Aim of the exercise: Print the lines of the records between the line holding "Search the image for any purple" and the line holding "41, 126, 78]]", inclusive, copying them without any change.

Stored records:
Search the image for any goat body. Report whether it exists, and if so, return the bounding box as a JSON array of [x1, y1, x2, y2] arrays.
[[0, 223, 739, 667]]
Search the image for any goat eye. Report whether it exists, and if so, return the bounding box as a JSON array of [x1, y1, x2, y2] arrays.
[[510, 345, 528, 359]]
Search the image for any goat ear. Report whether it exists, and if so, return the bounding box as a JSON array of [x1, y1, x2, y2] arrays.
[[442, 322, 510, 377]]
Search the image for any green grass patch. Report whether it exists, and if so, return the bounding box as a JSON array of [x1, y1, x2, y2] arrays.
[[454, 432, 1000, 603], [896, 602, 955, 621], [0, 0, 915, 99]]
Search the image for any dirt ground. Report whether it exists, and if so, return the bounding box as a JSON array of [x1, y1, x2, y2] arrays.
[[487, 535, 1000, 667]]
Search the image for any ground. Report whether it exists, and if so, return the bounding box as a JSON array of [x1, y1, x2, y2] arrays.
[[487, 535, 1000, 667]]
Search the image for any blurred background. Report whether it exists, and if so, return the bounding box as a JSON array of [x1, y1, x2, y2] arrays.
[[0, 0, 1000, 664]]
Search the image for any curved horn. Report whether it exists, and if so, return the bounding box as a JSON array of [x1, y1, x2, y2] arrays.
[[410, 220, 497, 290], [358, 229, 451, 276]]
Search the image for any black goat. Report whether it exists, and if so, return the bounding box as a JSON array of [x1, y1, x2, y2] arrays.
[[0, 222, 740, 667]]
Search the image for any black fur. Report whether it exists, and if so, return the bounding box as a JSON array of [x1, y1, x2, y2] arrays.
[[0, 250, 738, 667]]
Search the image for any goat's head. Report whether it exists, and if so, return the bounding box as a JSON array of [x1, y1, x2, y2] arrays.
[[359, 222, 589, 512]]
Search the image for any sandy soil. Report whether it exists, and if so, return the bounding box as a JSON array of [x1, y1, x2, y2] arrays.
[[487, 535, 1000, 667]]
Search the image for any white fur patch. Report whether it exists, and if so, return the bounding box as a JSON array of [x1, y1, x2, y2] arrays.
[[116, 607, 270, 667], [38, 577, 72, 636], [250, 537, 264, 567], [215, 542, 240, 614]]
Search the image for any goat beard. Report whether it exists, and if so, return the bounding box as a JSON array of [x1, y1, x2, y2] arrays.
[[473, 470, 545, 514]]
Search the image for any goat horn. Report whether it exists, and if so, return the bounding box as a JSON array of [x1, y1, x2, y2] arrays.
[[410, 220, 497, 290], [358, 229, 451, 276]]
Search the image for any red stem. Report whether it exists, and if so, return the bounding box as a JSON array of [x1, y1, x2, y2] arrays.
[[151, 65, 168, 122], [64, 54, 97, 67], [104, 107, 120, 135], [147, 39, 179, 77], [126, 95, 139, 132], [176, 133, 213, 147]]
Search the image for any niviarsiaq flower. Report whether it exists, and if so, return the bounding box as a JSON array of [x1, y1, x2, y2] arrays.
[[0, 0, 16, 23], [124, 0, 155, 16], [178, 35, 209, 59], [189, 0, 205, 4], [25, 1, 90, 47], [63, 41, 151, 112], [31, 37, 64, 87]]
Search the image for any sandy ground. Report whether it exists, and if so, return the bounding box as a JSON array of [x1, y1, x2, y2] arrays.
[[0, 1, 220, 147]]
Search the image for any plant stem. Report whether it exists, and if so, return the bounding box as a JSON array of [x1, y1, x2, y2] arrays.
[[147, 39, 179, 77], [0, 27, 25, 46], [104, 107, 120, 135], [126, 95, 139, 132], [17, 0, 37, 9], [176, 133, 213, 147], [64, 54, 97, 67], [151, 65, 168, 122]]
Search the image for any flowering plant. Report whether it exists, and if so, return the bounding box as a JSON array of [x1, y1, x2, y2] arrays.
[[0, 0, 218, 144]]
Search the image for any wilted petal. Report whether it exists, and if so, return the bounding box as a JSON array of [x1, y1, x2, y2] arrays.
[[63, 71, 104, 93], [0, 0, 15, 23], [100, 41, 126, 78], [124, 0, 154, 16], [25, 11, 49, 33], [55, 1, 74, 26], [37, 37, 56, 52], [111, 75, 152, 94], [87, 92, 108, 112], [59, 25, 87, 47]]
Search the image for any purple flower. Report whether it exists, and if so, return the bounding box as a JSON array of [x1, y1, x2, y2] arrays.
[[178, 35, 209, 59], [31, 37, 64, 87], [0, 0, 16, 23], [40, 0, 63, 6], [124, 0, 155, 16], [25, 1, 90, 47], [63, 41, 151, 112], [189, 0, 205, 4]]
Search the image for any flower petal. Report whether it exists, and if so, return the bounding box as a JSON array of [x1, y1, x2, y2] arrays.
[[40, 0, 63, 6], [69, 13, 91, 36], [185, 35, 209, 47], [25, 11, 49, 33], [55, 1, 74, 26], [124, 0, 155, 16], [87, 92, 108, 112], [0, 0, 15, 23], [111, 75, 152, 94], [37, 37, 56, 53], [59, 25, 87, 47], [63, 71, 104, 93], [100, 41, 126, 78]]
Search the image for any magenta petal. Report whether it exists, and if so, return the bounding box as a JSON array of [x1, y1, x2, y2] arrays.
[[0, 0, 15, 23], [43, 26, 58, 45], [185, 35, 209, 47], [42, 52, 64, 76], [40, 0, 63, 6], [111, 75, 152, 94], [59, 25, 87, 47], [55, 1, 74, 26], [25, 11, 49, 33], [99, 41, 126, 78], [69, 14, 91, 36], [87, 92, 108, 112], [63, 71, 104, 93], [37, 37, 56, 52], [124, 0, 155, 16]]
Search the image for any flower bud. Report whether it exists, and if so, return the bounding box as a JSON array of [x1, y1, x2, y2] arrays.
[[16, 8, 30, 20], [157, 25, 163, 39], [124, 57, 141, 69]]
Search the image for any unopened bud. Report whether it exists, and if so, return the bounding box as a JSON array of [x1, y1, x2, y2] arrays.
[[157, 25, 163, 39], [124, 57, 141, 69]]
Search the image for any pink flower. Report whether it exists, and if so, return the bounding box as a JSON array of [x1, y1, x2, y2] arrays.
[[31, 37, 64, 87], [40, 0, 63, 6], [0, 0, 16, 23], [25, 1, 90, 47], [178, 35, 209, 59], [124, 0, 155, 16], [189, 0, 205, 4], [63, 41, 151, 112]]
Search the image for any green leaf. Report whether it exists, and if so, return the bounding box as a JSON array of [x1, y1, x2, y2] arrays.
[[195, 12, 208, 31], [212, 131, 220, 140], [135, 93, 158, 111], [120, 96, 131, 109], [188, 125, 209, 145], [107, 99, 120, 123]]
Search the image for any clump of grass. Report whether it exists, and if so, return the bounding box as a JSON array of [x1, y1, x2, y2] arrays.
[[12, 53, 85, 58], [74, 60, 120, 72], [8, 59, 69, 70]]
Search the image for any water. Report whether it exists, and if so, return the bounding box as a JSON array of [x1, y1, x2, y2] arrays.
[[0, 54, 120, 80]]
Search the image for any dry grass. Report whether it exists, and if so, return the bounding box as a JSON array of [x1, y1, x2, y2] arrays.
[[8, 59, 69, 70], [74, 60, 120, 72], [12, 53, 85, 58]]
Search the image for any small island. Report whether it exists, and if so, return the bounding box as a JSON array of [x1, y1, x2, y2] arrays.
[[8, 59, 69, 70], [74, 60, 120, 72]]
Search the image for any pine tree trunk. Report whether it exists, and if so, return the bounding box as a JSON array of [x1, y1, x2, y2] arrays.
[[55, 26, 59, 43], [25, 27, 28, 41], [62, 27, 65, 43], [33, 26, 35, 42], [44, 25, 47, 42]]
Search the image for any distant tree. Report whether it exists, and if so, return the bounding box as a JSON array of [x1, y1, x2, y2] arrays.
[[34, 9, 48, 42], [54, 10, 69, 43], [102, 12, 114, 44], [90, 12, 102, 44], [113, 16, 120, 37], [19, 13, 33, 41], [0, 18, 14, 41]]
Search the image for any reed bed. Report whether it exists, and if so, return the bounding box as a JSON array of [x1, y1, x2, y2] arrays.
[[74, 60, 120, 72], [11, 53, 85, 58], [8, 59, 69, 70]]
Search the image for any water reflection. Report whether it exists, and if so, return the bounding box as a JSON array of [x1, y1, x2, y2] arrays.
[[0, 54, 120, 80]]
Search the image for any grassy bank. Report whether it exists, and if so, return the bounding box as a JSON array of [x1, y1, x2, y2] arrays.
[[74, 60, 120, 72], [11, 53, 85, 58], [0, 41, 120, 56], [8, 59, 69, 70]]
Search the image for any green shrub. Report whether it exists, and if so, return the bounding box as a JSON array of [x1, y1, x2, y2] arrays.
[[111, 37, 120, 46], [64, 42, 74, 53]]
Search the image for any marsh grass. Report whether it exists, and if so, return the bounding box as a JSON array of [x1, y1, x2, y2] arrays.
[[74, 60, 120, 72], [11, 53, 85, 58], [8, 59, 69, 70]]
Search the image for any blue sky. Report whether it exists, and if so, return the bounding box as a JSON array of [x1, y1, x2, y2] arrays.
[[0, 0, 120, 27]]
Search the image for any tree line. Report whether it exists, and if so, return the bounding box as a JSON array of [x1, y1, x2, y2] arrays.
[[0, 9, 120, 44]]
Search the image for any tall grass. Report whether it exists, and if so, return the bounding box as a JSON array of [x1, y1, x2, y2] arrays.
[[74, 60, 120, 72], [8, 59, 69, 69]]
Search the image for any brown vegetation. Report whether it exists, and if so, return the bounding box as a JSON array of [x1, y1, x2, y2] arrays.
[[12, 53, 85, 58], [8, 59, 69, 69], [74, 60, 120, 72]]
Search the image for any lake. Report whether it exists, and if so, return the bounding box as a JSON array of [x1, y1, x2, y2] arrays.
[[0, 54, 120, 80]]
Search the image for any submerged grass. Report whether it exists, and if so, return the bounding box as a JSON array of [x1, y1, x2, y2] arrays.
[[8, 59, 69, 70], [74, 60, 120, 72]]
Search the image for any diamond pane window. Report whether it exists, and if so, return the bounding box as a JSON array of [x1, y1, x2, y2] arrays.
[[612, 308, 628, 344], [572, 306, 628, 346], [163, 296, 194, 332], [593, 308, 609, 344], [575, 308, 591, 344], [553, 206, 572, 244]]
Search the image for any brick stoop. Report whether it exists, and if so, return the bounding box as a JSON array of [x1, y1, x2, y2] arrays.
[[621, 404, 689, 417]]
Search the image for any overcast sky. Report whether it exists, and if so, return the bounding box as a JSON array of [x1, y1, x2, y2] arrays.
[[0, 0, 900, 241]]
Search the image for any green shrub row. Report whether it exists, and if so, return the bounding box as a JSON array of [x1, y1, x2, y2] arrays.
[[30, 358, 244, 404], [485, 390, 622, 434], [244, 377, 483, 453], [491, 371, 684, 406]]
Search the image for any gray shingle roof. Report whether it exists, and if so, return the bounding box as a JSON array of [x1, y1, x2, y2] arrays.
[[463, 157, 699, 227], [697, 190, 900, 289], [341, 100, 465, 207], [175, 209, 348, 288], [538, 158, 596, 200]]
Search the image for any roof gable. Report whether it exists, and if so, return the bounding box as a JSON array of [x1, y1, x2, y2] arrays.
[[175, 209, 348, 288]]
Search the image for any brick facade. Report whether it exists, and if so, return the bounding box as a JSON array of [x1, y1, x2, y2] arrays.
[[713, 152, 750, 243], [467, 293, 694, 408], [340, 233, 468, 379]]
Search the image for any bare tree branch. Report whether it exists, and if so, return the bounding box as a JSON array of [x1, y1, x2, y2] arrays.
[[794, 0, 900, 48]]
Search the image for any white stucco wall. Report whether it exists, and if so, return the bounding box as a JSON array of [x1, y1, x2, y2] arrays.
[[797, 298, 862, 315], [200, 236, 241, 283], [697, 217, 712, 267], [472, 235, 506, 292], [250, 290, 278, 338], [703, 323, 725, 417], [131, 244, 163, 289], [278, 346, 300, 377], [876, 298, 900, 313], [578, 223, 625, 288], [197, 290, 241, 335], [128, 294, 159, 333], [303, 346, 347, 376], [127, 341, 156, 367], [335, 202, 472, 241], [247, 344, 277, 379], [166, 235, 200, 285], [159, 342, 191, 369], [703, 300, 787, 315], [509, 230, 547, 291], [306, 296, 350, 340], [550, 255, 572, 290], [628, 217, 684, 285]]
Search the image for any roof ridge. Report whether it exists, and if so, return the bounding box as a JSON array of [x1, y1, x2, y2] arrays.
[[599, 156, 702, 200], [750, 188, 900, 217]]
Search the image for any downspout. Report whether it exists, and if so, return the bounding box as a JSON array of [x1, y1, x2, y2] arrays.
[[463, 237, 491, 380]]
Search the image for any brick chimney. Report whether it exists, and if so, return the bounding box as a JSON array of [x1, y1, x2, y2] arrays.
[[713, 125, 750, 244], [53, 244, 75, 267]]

Response:
Search the image for any purple flower. Report whether it exists, and if so, return the bounding box as a JSON array of [x1, y1, x2, y2] arrays.
[[178, 35, 209, 59], [31, 37, 64, 87], [0, 0, 16, 23], [40, 0, 63, 6], [124, 0, 155, 16], [25, 1, 90, 47], [63, 41, 151, 112], [189, 0, 205, 4]]
Search the image for any flower petal. Report whether it exists, and if so, return the bounding box as a JSON array of [x1, y1, x2, y2] arrays.
[[40, 0, 63, 6], [69, 13, 91, 36], [185, 35, 209, 47], [25, 11, 49, 33], [55, 1, 74, 26], [124, 0, 155, 16], [87, 92, 108, 112], [0, 0, 15, 23], [111, 75, 152, 94], [37, 37, 56, 53], [59, 25, 87, 47], [63, 71, 104, 93], [100, 41, 126, 78]]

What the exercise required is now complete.